▶ **Challenge 1**
Reproduce the passage of the Miriam Mahdaviani page that begins at the words "Miriam Mahdaviani is" and stops after "Festival in Scotland.", renaming "choreographer" as "dance-maker".
▶ **Challenge 2**
Answer the following from the Miriam Mahdaviani page:
(a) For which NYCB festival, and in what year, did she create ballets?
(b) In which Italian city have her ballets been presented?
(c) What are the names of her two daughters?

▶ **Page extract**
[Begin]
= Miriam Mahdaviani =

Miriam Mahdaviani is a choreographer, a former New York City Ballet dancer and a repetiteur for the George Balanchine Trust. She has created ballets for NYCB's 1988 American Music Festival and its Diamond Project in 1992, 1994,1997, 2000 and 2002. She also choreographed ballets for Pacific Northwest Ballet, Richmond Ballet, Jacob's Pillow, Vassar College, NYU Tisch School of the Arts, SUNY Purchase, and others. Internationally, her ballets have been presented at MaggioDanza in Florence, Italy and at the Edinburg Festival in Scotland.

Mahdaviani married Eric Goldstone on October 9, 1988, and has two daughters, Carolyn and Elizabeth.
[End]
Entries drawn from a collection
[Begin]
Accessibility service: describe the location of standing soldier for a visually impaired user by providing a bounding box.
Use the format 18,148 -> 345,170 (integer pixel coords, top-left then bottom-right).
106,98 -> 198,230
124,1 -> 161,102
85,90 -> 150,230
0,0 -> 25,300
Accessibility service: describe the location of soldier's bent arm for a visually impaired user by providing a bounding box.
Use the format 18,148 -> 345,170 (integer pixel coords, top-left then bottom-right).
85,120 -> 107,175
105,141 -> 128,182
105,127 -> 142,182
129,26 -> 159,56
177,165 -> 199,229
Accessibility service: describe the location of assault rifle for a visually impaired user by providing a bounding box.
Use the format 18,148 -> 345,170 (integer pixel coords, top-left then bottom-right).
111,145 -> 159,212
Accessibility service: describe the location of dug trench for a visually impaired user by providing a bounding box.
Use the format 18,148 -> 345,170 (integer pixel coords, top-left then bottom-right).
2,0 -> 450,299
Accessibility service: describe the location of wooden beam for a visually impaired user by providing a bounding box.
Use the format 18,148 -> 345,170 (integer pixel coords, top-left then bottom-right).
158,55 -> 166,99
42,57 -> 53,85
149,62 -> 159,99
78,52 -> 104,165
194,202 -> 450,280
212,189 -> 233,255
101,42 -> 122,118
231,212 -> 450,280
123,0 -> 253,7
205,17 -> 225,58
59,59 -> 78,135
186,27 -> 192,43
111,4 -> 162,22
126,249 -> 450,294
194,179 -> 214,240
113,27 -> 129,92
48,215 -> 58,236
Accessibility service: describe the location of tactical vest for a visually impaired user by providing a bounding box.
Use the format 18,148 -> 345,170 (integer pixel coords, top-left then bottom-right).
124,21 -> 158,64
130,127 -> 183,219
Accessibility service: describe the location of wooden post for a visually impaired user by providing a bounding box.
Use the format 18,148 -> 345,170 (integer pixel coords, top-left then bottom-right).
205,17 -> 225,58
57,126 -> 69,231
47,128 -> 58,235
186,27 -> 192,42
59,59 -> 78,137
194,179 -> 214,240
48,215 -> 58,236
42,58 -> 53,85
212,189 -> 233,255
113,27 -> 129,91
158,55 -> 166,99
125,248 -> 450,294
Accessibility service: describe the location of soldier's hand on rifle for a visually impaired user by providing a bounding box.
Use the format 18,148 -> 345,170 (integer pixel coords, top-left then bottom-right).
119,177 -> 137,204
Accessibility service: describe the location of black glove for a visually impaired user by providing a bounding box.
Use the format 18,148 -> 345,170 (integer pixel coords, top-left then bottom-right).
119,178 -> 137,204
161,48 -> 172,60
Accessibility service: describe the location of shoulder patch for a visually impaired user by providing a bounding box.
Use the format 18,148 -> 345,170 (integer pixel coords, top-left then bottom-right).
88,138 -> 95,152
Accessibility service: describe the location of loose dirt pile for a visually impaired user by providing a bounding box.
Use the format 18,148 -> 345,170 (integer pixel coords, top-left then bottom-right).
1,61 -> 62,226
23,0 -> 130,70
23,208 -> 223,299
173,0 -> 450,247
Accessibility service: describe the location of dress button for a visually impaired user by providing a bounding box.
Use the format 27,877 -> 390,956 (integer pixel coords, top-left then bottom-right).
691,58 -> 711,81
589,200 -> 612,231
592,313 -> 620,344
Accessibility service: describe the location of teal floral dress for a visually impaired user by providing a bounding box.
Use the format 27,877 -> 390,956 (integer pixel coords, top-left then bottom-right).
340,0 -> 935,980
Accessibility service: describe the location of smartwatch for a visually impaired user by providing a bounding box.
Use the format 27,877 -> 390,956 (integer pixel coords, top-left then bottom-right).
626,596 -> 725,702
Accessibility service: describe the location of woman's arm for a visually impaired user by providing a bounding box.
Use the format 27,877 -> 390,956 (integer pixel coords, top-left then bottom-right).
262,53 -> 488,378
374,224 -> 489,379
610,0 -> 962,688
[End]
▶ **Expected output 1**
Miriam Mahdaviani is a dance-maker, a former New York City Ballet dancer and a repetiteur for the George Balanchine Trust. She has created ballets for NYCB's 1988 American Music Festival and its Diamond Project in 1992, 1994,1997, 2000 and 2002. She also choreographed ballets for Pacific Northwest Ballet, Richmond Ballet, Jacob's Pillow, Vassar College, NYU Tisch School of the Arts, SUNY Purchase, and others. Internationally, her ballets have been presented at MaggioDanza in Florence, Italy and at the Edinburg Festival in Scotland.

▶ **Expected output 2**
(a) The American Music Festival, in 1988.
(b) Florence, at MaggioDanza.
(c) Carolyn and Elizabeth.